Image-grounded pointing data
• • • • •

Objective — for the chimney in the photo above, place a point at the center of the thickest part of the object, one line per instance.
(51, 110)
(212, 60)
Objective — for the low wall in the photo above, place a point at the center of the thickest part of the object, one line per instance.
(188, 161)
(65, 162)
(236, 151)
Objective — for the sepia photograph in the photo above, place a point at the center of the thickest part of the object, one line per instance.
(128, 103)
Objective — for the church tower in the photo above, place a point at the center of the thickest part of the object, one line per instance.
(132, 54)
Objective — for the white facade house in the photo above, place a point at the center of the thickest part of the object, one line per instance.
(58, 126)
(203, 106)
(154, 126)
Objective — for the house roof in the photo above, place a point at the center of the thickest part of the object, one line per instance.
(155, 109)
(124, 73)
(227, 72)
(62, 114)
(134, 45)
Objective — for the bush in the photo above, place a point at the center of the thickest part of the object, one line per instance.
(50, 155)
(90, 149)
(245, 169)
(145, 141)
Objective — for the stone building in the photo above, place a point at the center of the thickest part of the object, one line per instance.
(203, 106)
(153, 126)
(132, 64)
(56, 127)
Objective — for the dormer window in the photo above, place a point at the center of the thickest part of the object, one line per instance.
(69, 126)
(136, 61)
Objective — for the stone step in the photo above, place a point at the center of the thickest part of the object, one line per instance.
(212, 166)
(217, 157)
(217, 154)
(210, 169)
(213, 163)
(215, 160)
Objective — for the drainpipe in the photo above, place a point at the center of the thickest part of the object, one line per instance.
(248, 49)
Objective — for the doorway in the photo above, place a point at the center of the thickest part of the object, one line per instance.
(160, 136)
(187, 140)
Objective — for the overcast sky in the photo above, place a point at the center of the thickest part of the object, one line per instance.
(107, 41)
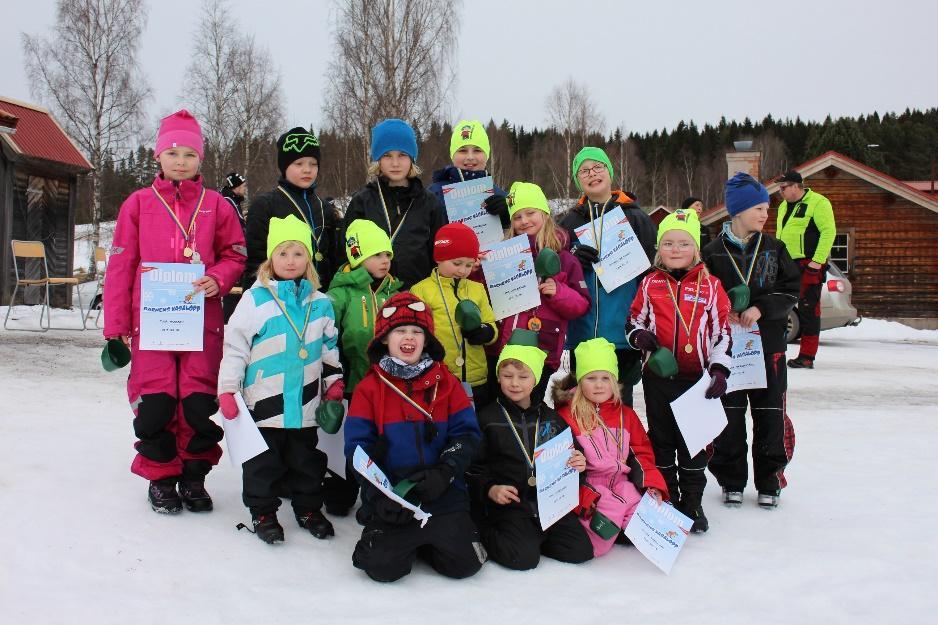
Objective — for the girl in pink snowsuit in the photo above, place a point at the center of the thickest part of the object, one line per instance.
(172, 393)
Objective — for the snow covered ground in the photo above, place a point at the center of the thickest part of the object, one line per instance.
(852, 541)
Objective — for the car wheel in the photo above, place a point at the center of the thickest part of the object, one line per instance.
(794, 326)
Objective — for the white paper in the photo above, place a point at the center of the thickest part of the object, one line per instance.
(333, 445)
(243, 438)
(558, 486)
(699, 419)
(658, 531)
(367, 467)
(748, 367)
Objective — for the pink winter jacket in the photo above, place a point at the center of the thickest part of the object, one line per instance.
(145, 232)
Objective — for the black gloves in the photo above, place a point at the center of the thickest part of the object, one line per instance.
(481, 335)
(644, 340)
(586, 255)
(392, 512)
(717, 386)
(432, 483)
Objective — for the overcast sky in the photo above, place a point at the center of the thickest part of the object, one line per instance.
(647, 64)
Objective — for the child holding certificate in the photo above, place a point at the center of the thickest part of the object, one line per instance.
(502, 475)
(174, 220)
(680, 316)
(413, 419)
(469, 150)
(593, 175)
(564, 295)
(397, 201)
(763, 283)
(281, 353)
(620, 463)
(460, 306)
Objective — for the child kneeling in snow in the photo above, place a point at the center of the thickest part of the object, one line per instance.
(281, 347)
(620, 463)
(413, 418)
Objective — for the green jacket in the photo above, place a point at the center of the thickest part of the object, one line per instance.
(448, 332)
(809, 231)
(355, 307)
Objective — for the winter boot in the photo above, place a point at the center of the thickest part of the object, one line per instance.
(768, 500)
(195, 496)
(732, 498)
(163, 496)
(318, 525)
(267, 528)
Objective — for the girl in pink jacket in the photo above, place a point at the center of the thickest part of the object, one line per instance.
(172, 393)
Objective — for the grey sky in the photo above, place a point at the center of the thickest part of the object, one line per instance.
(648, 65)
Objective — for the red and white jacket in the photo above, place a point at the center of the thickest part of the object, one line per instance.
(653, 309)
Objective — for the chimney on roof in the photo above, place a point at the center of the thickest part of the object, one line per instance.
(744, 159)
(8, 122)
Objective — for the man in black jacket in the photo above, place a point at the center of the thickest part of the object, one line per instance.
(298, 158)
(763, 282)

• • • • •

| WHAT YOU NEED TO DO |
Look above for the line that holds "Objective — for the grey", then copy it and each line after it exactly, through the last line of the data.

| YOUR RESPONSE |
Objective — for the grey sky in the photo above, place a point at the center of the thickest part of the object, one line per instance.
(648, 65)
Objective — for the red and white jacket in the photo above, place a point at the center of the thickest part of the object, one line per instance.
(653, 309)
Objective — for the chimney on roof in the photo above, place a point at the center of the thickest part of the object, one line per instance.
(744, 159)
(8, 122)
Objective — for the man in black jacket in the photo above, place a point at the center of the thickest part of the object, one line per instance.
(298, 158)
(763, 282)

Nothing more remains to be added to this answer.